## Exercise goal
From the data that follows, print exactly the lines starting at the one containing "Target: front tire" and ending at the one containing "In the photo above, where can the metal siding"; include both of them and nothing more.

## Data records
::::::

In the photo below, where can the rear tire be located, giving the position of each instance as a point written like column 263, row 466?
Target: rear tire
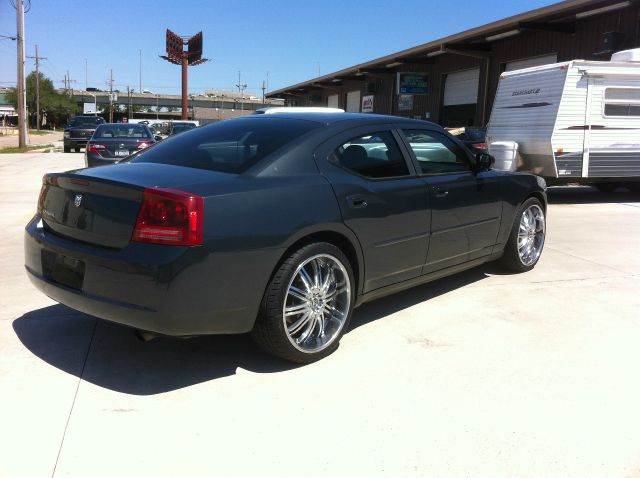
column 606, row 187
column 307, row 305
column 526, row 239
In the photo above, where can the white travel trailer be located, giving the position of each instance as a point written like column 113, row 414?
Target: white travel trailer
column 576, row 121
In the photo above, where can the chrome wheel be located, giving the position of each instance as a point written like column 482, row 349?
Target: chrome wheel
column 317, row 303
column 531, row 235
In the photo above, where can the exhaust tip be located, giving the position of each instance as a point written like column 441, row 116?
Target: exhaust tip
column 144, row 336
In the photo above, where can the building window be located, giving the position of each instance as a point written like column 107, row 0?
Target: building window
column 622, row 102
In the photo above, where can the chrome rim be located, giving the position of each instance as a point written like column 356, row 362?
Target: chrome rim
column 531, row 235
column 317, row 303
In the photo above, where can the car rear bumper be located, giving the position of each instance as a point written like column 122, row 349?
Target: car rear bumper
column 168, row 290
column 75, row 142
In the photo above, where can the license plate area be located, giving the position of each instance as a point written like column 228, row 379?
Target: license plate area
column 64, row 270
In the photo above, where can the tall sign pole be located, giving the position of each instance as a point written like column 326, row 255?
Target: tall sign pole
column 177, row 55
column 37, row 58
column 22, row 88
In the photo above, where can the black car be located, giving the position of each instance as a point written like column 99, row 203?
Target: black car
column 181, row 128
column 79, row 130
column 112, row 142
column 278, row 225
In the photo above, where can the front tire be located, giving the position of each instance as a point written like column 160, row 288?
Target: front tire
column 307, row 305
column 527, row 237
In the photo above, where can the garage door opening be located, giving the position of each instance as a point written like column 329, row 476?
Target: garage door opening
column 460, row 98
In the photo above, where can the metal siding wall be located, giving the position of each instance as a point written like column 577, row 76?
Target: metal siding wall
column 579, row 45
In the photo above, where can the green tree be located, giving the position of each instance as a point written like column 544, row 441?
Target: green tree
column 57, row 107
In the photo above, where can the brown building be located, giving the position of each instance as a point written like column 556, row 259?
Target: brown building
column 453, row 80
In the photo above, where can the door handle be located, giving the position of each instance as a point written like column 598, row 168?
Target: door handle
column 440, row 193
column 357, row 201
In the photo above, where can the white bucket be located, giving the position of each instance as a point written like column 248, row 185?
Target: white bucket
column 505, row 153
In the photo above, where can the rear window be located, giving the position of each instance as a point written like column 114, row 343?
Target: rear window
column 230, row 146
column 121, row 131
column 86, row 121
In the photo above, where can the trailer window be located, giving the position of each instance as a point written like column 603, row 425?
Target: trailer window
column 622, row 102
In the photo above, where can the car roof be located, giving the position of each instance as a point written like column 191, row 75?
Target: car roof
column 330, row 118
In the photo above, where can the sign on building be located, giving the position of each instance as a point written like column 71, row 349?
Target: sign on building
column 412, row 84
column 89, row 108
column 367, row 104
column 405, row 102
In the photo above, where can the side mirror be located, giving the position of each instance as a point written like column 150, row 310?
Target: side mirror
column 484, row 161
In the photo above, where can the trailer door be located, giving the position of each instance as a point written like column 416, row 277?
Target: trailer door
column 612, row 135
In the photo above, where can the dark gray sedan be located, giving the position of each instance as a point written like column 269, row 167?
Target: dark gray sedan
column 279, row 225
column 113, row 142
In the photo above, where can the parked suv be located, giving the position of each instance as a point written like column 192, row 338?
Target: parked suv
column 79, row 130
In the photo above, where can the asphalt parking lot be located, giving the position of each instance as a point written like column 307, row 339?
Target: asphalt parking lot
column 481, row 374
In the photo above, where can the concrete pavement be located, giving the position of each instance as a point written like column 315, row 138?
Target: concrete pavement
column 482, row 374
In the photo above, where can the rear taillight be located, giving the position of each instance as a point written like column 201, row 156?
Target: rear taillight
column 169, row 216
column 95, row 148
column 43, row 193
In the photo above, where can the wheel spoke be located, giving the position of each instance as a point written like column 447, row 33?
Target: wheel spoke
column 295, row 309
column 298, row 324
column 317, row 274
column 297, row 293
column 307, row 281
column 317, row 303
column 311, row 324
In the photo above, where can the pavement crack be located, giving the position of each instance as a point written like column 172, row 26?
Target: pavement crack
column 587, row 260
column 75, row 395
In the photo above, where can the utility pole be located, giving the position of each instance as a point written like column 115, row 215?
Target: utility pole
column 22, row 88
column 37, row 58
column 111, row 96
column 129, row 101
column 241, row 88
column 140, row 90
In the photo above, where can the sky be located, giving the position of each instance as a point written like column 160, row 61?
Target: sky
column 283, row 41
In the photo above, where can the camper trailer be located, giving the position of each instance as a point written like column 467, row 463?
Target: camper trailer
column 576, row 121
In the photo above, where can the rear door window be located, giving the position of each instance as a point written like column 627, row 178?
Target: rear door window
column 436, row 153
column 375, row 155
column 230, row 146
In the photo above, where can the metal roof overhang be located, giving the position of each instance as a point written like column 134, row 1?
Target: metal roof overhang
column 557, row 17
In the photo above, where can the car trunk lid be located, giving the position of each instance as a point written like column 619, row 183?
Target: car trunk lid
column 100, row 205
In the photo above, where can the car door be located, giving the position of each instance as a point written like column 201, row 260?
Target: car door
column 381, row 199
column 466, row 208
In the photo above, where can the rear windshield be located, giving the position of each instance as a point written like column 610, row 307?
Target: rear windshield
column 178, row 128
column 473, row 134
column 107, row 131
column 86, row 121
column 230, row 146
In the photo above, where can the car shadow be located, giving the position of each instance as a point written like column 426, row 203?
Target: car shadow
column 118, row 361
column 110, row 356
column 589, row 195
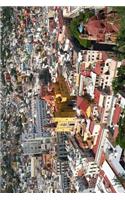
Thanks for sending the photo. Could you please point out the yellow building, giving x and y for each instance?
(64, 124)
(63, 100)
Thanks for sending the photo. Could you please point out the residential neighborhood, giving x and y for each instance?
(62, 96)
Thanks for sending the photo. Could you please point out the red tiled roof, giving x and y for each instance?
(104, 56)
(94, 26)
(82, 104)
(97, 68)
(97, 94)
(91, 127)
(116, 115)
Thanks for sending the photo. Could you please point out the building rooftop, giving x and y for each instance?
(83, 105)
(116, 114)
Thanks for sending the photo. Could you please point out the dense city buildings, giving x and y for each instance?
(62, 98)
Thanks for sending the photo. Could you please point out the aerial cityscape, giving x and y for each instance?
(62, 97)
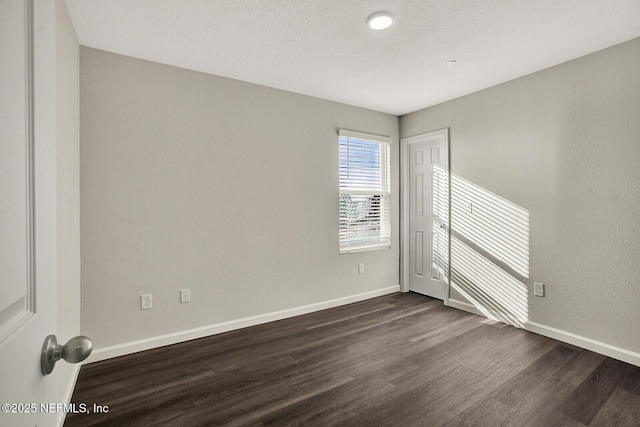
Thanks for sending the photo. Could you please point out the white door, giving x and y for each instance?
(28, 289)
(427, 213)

::::::

## Exercise answer
Target: front tire
column 307, row 305
column 527, row 237
In the photo above, where can the garage door opening be located, giving the position of each instance as a point written like column 329, row 476?
Target: garage door opening
column 460, row 98
In the photo above, where can the metal siding wall be located, giving the position of each instance as a point written like column 577, row 76?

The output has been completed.